* _STATED GOAL_
Locate every line in the entries below that contains the word "coat", and copy each of those lines.

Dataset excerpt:
====================

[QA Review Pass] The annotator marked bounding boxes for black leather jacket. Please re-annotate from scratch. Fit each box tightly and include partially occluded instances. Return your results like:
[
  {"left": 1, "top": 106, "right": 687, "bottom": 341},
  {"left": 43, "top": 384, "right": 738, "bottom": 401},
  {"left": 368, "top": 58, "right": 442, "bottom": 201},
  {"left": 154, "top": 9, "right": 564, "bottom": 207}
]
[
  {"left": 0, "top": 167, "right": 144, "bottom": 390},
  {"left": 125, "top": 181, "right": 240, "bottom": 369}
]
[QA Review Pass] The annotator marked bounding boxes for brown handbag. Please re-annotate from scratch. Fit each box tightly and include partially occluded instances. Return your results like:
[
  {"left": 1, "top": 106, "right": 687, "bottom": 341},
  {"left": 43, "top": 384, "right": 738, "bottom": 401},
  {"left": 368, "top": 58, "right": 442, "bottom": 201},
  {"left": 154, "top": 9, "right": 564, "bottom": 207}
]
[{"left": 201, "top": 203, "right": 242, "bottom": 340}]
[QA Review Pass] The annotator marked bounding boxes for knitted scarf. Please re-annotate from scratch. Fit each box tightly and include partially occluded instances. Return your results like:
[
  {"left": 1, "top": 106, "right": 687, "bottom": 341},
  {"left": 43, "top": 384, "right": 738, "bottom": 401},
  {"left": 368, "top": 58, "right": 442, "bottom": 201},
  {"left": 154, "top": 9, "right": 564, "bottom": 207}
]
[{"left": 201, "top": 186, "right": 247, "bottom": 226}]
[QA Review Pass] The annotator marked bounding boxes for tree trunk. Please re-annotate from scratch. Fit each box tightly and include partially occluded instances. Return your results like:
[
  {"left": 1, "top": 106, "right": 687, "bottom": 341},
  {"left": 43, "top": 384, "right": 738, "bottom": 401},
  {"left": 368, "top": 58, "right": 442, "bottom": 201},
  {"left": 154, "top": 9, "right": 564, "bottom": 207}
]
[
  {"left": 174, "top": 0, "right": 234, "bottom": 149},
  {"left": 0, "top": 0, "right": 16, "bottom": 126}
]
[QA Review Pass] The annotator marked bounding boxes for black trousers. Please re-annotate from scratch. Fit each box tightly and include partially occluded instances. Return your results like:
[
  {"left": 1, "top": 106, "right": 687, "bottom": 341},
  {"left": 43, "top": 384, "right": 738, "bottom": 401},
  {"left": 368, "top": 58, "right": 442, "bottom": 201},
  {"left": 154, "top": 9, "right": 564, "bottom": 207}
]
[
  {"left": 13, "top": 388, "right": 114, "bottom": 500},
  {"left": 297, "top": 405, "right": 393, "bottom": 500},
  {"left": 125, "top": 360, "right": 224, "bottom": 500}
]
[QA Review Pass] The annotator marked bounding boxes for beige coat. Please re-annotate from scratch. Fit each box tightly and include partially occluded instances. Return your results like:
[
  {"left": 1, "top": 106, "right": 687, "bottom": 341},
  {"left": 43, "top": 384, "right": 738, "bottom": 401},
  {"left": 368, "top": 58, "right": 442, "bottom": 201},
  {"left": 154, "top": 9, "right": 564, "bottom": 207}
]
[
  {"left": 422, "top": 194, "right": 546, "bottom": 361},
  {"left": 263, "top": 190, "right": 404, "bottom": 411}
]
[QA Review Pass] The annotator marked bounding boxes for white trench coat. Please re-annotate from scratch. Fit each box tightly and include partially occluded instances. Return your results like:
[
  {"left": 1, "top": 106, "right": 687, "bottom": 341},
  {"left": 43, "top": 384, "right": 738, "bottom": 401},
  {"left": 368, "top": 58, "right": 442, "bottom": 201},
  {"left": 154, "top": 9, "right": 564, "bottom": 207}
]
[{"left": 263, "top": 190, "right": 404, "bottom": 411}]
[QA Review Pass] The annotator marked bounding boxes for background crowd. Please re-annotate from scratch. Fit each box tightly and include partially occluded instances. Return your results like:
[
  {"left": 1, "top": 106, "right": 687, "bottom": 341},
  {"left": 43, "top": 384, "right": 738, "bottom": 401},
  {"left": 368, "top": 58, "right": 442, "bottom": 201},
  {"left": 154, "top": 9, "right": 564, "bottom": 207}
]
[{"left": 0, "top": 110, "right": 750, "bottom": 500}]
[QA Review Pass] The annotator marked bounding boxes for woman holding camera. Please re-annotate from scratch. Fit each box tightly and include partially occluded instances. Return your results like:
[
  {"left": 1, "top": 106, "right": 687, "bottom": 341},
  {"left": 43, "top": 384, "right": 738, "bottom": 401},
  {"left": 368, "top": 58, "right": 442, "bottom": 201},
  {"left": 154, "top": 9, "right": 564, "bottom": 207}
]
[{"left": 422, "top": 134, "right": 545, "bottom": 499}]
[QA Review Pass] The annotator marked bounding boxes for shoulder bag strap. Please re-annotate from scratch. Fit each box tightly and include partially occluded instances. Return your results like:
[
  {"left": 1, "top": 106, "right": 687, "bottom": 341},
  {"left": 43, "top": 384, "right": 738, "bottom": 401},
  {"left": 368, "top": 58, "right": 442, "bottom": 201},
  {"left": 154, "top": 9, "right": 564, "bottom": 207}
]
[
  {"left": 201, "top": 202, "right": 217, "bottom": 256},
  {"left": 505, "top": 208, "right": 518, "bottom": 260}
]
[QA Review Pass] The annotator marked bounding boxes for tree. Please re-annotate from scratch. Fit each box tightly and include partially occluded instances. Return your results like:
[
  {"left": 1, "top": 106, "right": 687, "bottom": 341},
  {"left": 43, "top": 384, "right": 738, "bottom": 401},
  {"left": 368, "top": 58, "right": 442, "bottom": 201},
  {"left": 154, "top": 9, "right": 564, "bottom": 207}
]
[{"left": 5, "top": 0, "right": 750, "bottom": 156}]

====================

* _TASK SOLUTION_
[QA Review Pass] The annotator marked bounding boxes for beige coat. Please re-annotate from scratch. Fit each box tightly and include partially occluded instances. Return your results like:
[QA Review Pass] The annotator marked bounding boxes for white trench coat. Please re-annotate from scratch. Fit each box tightly and include partially occluded instances. Return your results like:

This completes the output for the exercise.